**Excerpted data**:
########
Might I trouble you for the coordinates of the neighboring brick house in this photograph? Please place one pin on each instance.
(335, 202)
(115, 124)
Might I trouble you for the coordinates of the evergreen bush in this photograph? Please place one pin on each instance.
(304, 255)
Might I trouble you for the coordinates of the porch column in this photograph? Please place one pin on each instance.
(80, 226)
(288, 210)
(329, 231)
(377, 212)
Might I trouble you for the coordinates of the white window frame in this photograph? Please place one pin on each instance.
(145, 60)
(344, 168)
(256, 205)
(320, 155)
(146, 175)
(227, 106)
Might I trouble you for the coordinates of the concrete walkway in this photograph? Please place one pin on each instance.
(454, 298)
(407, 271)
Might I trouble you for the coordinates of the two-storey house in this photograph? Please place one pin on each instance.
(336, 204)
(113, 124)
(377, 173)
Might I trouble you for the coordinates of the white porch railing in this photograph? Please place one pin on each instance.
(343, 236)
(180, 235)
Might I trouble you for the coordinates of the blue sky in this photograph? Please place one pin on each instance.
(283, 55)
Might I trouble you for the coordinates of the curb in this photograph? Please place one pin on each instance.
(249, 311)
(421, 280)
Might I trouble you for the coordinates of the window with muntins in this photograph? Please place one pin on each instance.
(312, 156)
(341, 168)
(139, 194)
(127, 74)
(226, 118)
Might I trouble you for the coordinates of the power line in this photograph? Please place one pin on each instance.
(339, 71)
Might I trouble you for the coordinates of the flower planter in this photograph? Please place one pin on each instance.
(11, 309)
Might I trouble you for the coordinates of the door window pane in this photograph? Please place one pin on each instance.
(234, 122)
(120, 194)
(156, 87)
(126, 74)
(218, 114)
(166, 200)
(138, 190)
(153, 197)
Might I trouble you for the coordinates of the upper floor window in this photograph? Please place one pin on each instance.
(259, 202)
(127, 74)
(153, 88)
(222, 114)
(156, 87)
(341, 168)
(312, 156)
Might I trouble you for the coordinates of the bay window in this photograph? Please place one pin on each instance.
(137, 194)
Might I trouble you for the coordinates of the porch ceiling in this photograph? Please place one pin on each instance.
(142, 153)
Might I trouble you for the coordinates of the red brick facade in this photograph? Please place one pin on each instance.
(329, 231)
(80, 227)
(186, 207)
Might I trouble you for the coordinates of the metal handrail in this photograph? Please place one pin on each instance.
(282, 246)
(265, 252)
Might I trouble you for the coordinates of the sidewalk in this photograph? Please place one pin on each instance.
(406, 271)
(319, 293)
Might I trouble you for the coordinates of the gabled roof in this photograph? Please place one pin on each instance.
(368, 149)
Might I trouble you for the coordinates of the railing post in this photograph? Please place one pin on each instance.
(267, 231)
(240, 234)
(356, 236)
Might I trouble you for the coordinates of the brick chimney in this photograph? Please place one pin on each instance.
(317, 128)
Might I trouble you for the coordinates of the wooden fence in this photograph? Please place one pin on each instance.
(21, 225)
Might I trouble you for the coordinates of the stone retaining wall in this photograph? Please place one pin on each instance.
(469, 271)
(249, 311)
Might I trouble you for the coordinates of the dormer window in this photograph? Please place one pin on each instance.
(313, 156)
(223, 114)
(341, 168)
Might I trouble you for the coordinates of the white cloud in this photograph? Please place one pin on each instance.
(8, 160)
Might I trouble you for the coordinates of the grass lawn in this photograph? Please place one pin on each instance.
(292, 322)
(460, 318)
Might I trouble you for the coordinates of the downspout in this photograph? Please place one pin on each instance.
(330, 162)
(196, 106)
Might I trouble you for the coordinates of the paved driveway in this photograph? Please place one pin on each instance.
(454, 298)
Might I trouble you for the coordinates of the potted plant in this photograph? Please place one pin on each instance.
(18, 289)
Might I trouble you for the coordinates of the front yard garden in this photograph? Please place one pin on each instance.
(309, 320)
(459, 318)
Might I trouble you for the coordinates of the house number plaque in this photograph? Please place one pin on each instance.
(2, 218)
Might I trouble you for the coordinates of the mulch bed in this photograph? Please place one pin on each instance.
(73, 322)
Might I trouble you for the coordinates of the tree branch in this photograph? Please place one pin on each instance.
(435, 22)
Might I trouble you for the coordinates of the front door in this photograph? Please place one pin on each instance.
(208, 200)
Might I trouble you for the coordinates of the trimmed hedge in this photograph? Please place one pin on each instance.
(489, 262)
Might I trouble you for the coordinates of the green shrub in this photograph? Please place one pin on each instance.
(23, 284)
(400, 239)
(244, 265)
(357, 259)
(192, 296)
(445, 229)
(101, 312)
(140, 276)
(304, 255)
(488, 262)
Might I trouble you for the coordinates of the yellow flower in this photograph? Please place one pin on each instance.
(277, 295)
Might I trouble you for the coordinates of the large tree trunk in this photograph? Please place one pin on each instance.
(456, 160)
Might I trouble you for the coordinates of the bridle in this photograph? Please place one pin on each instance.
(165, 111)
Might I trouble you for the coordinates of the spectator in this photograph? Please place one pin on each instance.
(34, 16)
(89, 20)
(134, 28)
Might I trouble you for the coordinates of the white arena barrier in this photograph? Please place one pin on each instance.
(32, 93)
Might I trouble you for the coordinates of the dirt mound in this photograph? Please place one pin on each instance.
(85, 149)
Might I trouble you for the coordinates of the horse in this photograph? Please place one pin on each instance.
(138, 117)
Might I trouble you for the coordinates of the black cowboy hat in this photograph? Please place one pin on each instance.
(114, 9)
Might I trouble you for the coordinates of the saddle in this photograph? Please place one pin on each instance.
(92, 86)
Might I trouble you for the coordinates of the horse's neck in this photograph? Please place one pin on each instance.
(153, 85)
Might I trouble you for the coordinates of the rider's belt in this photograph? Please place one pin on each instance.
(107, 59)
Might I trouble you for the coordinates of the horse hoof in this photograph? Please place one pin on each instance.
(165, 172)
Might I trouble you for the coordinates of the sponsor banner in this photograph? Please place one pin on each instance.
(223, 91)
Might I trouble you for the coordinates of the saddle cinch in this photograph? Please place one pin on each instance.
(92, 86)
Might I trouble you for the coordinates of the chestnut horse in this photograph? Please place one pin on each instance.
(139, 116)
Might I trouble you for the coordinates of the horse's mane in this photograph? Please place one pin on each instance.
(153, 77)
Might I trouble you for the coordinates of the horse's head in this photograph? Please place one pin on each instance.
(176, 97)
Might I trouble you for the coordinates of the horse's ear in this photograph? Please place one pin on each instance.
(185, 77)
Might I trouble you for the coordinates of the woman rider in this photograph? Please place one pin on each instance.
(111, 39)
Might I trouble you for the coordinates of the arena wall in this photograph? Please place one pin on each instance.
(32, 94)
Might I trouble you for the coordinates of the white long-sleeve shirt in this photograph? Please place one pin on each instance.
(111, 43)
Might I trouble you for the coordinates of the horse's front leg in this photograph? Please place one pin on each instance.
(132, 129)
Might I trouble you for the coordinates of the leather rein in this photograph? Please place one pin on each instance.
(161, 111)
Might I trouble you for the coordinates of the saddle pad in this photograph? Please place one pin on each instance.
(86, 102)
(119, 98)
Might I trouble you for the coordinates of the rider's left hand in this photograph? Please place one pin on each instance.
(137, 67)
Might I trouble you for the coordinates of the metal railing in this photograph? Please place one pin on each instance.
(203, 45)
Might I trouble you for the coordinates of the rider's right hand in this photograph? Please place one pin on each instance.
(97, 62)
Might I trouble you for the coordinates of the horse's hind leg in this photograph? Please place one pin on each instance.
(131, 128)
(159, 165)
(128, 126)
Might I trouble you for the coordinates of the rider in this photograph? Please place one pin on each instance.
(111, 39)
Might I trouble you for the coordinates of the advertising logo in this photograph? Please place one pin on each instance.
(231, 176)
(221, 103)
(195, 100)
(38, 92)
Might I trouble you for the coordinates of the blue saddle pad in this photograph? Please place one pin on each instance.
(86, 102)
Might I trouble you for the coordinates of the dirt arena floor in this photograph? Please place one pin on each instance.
########
**What you should do**: From the line containing "Might I trouble you for the coordinates of the horse's hind" down to the final line of the data, write out every line exactly; both the first and last of these belong in your answer, and nothing else does.

**Finished task**:
Might I trouble you for the coordinates of the horse's hind leg in this photograph? Please place one pin on each instance.
(131, 128)
(159, 165)
(128, 126)
Might I trouble you for the coordinates of the rider in this photograph? Please place one pin on each instance.
(111, 39)
Might I trouble you for the coordinates of the advertising logo in this photograph? Please place one pin on each instance.
(231, 176)
(221, 103)
(195, 100)
(38, 92)
Might I trouble you for the coordinates of the blue saddle pad in this photograph? Please place one pin on each instance.
(86, 102)
Might I trouble you for the coordinates of the dirt arena floor in this photograph? Please place one pin on each instance.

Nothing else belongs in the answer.